**STATED GOAL 1**
Using the passage on Aral Sea water cooperation below, decide whether each statement agrees with it: (a) The first project phase allocated $48 million in grants. (b) The heads of state met in Almaty before ASBP-2 was developed. (c) IFAS and its subordinated bodies have functioned for 10 years. Answer yes or no for each and quote the words from the passage that decide it.
**STATED GOAL 2**
Print the portion of the passage on Aral Sea water cooperation below starting at "In 2002, a second" and ending at "Norway and others.", keeping every word unchanged.

**PASSAGE TO READ**
It developed into the most comprehensive international program addressing the Aral Sea crisis and enjoyed the active support and involvement of numerous multilateral and bilateral donors. These included the Asian Development Bank, UNESCO, the European Union and the governments of the USA, Canada, the Netherlands, Switzerland and others. In the first project phase, $280 million in credits and $48 million in grants were allocated.

 

In 2002, a second phase called ASBP-2 was developed after the five heads of state met in Dushanbe on 6 October 2002. IFAS planned to tackle a wide range of environmental, socioeconomic, water management and institutional problems for the period 2003-2010. According to EC IFAS, the contribution from the IFAS member states to the implementation of activities was over $1 billion, with additional financial support from donors, including UNDP, the World Bank, the Asian Development Bank, USAID, as well as the governments of Switzerland, Japan, Finland, Norway and others.

The challenges of effective regional water cooperation

IFAS is the only regional organization in which all five Central Asian states are members. It is proof that shared water resources can foster cooperation. In contrast to many other regional Central Asian organizations, IFAS and its subordinated bodies have functioned for 20 years. It is well understood in the region that programs and agreements did not always meet the expectations of the member countries and the donor community. This is not surprising giving the conditions under which the regional water cooperation had to evolve in Central Asia. After the collapse of the Soviet Union, the Central Asian countries had to develop new structures, institutions and policies to govern the formerly Moscow-managed natural resources in a situation of economic and political collapse and without the necessary technical, financial, administrative and political capacities at their disposal. These conditions led to weaknesses in the regional structure like the lack of a coherent legal foundation and an effective organizational structure, weak coordination and inefficient implementation of decisions. And it must not be forgotten that there are always risks and benefits involved when it comes to long-term commitments on all sides. However, the fact that IFAS has been instrumental in guaranteeing peaceful and prosperous development should not be underestimated.

When trying to assess the performance of IFAS until today, it is useful to look at the Declaration of the Heads of States of all Central Asian countries, which was issued in Almaty in 2009 (see p. 53–55). They express very clearly that IFAS has more potential and subsequently they tasked the EC IFAS with working out proposals for an administrative reform of the institutions in order to improve their performance. The heads of states also believe in international cooperation and invited the international donor community to become more active in working out joint programs and solutions for the water issues in Central Asia. Better regional cooperation and the creation of trust in the field of transboundary water management is a long-term process. Experience in other river basins shows that it often took decades to develop the necessary trust and adequate working mechanisms for effective joint cooperation. In this respect, IFAS is still a young organisation in its institutional development.

**DATA SECTION**
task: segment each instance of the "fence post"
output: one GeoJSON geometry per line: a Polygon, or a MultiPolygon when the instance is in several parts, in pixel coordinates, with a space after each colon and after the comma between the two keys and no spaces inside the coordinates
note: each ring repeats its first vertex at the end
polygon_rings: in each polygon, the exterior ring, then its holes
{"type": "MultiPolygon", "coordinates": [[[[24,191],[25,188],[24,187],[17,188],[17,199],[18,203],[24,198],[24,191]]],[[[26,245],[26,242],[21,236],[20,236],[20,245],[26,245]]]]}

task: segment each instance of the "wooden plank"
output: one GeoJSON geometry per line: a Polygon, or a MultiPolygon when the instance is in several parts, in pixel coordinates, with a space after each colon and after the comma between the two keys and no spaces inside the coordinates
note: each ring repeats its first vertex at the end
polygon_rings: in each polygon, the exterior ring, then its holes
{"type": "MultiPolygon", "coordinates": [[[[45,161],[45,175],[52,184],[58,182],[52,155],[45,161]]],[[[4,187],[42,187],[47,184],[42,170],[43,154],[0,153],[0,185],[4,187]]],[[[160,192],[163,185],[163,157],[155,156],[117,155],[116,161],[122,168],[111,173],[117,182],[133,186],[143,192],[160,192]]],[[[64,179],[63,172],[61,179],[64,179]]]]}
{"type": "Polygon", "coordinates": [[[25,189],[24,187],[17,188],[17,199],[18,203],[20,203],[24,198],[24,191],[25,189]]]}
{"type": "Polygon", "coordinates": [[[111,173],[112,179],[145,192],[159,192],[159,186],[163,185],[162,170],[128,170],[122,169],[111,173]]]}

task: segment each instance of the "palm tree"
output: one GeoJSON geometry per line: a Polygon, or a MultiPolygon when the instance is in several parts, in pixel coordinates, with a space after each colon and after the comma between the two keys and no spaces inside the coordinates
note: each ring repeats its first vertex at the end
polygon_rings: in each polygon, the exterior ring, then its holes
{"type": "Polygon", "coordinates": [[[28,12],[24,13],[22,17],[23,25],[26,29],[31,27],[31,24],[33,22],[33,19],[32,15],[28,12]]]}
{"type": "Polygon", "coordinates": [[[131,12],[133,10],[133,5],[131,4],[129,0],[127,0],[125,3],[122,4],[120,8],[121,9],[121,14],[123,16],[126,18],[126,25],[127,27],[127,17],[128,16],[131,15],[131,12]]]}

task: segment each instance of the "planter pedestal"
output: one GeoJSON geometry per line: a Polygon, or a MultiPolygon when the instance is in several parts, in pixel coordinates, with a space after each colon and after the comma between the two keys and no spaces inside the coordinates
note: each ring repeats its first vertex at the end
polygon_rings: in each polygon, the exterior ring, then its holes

**WORKED SOLUTION 1**
(a) Yes: "$280 million in credits and $48 million in grants were allocated"
(b) No: "after the five heads of state met in Dushanbe on 6 October 2002"
(c) No: "IFAS and its subordinated bodies have functioned for 20 years"

**WORKED SOLUTION 2**
In 2002, a second phase called ASBP-2 was developed after the five heads of state met in Dushanbe on 6 October 2002. IFAS planned to tackle a wide range of environmental, socioeconomic, water management and institutional problems for the period 2003-2010. According to EC IFAS, the contribution from the IFAS member states to the implementation of activities was over $1 billion, with additional financial support from donors, including UNDP, the World Bank, the Asian Development Bank, USAID, as well as the governments of Switzerland, Japan, Finland, Norway and others.